* Exercise: Reproduce the records below exactly, but only between the lines holding "Target: church with bell tower" and "Where can the foliage", inclusive.

=== Excerpted data ===

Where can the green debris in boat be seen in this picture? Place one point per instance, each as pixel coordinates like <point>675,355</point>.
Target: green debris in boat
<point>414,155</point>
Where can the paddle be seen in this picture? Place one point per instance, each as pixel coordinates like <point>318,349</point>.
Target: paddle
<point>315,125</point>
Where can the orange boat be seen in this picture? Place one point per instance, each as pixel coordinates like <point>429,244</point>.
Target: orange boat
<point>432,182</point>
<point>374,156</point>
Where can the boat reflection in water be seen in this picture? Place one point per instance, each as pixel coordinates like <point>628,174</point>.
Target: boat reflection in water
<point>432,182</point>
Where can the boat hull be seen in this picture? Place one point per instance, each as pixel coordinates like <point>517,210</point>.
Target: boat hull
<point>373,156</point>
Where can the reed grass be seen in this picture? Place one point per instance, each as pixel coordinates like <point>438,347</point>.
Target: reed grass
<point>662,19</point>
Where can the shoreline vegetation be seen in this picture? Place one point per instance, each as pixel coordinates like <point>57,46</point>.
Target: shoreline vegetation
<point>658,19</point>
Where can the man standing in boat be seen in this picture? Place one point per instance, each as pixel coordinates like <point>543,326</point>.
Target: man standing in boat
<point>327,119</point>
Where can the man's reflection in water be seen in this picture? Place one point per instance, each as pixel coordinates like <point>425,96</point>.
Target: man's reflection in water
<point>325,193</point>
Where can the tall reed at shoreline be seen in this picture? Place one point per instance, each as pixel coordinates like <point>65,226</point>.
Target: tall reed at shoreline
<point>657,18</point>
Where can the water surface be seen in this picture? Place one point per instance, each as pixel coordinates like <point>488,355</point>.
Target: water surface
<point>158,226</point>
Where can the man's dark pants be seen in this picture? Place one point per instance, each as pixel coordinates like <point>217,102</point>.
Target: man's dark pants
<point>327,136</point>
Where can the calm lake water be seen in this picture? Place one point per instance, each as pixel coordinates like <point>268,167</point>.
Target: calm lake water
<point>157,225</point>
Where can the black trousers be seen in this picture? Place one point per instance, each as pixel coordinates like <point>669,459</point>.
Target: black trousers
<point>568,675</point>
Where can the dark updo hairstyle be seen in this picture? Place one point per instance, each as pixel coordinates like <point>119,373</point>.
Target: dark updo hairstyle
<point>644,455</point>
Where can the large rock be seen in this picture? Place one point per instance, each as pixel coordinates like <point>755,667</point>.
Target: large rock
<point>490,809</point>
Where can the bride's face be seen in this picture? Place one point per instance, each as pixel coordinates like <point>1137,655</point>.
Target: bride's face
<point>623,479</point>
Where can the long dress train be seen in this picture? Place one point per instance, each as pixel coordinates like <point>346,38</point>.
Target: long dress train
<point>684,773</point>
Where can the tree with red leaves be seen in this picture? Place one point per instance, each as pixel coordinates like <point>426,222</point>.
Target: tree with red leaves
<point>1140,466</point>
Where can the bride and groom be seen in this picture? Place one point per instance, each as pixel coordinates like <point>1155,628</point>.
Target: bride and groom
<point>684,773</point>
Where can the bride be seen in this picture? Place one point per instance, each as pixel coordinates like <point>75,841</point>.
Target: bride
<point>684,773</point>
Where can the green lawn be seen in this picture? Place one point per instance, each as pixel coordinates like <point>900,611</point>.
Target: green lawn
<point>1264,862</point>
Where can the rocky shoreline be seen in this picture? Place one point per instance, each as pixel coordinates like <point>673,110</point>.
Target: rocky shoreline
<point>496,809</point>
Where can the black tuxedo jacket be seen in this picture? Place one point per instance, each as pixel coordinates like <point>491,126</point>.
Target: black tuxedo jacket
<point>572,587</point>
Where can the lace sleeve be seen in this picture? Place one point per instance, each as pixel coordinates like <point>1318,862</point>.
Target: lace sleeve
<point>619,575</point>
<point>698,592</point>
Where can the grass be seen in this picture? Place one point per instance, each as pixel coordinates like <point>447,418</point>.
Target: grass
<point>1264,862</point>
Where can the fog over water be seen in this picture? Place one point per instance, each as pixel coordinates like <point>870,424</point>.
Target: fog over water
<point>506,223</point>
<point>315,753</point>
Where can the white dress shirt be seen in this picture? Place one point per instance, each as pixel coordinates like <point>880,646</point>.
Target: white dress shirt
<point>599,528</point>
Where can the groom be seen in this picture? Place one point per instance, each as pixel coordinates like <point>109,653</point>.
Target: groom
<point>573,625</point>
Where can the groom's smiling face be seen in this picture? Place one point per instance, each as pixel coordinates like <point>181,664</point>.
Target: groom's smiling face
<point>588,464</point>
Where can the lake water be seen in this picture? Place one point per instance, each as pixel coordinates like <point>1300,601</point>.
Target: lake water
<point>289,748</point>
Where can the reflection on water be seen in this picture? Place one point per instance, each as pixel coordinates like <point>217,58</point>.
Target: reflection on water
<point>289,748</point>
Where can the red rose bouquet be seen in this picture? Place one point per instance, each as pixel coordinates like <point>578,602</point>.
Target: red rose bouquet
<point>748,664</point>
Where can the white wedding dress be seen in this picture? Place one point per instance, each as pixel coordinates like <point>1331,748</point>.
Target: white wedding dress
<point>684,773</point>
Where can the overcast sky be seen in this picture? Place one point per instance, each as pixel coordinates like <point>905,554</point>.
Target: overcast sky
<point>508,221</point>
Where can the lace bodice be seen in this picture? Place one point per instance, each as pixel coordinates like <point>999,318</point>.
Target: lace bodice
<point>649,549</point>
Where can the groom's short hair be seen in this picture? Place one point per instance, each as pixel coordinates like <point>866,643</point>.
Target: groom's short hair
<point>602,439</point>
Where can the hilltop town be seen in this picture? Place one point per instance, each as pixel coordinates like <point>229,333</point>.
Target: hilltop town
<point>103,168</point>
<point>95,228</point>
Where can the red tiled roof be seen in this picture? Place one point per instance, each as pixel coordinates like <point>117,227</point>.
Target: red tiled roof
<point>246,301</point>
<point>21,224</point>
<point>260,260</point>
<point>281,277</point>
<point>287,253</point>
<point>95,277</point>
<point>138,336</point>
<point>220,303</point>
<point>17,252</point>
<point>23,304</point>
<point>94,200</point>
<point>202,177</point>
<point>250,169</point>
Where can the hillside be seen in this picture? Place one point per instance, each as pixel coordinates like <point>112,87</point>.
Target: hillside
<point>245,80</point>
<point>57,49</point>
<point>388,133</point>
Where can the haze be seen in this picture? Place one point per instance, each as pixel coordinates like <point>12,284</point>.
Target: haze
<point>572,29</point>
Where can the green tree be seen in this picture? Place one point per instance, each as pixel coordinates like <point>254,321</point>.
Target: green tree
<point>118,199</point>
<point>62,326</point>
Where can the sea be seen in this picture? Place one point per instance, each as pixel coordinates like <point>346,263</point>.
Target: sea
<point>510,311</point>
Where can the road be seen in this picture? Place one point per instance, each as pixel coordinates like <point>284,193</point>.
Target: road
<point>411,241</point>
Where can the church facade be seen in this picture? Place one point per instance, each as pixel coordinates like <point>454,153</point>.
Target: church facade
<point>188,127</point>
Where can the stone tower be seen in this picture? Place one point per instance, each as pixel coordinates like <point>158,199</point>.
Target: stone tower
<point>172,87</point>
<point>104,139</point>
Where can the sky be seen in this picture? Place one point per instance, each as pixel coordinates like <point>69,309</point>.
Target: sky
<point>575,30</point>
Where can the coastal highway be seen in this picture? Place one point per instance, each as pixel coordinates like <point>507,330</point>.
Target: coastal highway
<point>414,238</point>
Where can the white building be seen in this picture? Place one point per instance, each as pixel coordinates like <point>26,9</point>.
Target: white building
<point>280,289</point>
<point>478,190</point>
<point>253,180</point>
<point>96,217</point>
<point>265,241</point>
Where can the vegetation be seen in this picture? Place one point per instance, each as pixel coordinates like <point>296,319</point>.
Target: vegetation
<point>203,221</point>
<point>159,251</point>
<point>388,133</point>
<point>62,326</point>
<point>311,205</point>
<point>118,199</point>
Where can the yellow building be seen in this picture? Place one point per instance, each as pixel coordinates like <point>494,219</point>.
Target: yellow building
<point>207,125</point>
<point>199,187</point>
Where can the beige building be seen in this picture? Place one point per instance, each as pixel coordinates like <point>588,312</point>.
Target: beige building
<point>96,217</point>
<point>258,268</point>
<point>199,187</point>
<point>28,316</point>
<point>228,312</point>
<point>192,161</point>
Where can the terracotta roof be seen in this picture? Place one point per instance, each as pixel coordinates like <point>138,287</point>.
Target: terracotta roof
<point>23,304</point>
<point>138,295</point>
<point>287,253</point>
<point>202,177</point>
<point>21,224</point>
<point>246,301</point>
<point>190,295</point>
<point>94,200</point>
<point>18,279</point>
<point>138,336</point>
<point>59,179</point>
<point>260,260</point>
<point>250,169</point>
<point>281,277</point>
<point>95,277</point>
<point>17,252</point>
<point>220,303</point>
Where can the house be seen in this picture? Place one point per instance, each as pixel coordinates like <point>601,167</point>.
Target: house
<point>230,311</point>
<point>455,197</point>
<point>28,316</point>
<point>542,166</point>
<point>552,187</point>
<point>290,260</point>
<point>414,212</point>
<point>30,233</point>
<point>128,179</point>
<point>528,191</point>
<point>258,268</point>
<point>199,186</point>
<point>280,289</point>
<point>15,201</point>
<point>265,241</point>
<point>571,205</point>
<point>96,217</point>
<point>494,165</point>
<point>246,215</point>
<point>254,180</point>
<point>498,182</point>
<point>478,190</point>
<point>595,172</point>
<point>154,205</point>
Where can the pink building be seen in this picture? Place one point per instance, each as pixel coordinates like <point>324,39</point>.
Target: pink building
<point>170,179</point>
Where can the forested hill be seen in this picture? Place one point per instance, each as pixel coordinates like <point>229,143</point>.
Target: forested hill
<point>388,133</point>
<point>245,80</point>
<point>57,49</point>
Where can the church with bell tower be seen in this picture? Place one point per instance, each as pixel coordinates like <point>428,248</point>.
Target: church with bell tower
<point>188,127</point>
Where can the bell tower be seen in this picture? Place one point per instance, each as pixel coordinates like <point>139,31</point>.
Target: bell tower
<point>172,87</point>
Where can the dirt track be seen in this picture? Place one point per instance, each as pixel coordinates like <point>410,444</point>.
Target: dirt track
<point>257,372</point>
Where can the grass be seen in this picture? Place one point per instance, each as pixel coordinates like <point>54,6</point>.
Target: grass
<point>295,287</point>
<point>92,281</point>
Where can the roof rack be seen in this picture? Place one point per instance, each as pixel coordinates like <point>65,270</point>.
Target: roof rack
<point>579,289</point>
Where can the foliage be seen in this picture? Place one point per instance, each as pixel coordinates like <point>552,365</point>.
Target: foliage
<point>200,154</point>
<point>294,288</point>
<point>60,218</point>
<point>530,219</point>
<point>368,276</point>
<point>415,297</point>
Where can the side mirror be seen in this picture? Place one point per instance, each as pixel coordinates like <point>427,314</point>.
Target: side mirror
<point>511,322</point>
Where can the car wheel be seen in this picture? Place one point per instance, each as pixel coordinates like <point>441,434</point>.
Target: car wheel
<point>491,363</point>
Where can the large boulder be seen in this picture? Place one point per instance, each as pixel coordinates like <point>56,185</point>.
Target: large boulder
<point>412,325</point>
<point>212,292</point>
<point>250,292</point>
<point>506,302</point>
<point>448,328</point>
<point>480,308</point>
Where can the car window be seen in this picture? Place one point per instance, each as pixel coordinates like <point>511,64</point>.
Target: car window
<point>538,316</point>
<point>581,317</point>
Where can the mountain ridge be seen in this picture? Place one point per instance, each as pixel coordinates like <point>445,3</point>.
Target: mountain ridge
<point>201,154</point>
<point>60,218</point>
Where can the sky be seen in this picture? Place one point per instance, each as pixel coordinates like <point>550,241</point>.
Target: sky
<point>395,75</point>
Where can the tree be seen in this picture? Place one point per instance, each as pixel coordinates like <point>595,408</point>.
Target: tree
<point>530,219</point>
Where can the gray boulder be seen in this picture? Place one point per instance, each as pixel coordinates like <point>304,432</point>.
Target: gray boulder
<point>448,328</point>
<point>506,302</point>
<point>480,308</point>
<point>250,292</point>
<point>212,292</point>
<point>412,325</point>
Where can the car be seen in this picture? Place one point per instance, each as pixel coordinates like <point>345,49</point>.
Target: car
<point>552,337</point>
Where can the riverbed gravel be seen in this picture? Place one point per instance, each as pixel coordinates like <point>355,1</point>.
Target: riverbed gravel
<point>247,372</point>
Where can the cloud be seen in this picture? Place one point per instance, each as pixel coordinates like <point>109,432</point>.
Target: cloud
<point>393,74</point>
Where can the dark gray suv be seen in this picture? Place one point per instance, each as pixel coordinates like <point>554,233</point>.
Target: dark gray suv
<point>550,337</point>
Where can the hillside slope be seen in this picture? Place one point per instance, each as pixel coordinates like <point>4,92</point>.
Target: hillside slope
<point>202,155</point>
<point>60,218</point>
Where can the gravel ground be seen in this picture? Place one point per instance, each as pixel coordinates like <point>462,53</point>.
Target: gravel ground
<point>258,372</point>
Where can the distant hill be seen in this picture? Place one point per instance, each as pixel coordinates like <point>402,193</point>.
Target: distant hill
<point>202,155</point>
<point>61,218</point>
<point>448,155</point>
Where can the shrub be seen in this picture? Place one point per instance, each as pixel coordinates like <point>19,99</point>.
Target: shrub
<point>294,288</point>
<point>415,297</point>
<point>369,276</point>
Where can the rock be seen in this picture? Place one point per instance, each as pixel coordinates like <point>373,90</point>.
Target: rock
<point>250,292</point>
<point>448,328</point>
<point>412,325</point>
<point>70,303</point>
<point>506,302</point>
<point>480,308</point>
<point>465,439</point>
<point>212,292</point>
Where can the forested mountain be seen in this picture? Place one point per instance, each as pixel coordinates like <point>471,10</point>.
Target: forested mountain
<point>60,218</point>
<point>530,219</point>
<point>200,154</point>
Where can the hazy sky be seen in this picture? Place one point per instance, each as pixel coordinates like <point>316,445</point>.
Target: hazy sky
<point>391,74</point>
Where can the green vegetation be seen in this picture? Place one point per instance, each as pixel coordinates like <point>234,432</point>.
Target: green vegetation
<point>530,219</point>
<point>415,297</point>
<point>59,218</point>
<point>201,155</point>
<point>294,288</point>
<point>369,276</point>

===

* Task solution:
Target: church with bell tower
<point>188,127</point>
Where can the bell tower be seen in this picture? Place one point per instance, each as pixel coordinates like <point>139,31</point>.
Target: bell tower
<point>172,87</point>
Where can the dirt track be seen in this picture? Place one point per instance, each as pixel coordinates like <point>410,444</point>.
Target: dirt track
<point>257,372</point>
Where can the grass be seen in this picture? Place one point per instance, each as pixel coordinates like <point>54,6</point>.
Target: grass
<point>295,287</point>
<point>92,281</point>
Where can the roof rack be seen in this picture? Place one point per instance, each as pixel coordinates like <point>65,270</point>.
Target: roof rack
<point>579,289</point>
Where can the foliage be seen in this picture? Place one point per instance, each as pixel coordinates like <point>552,365</point>.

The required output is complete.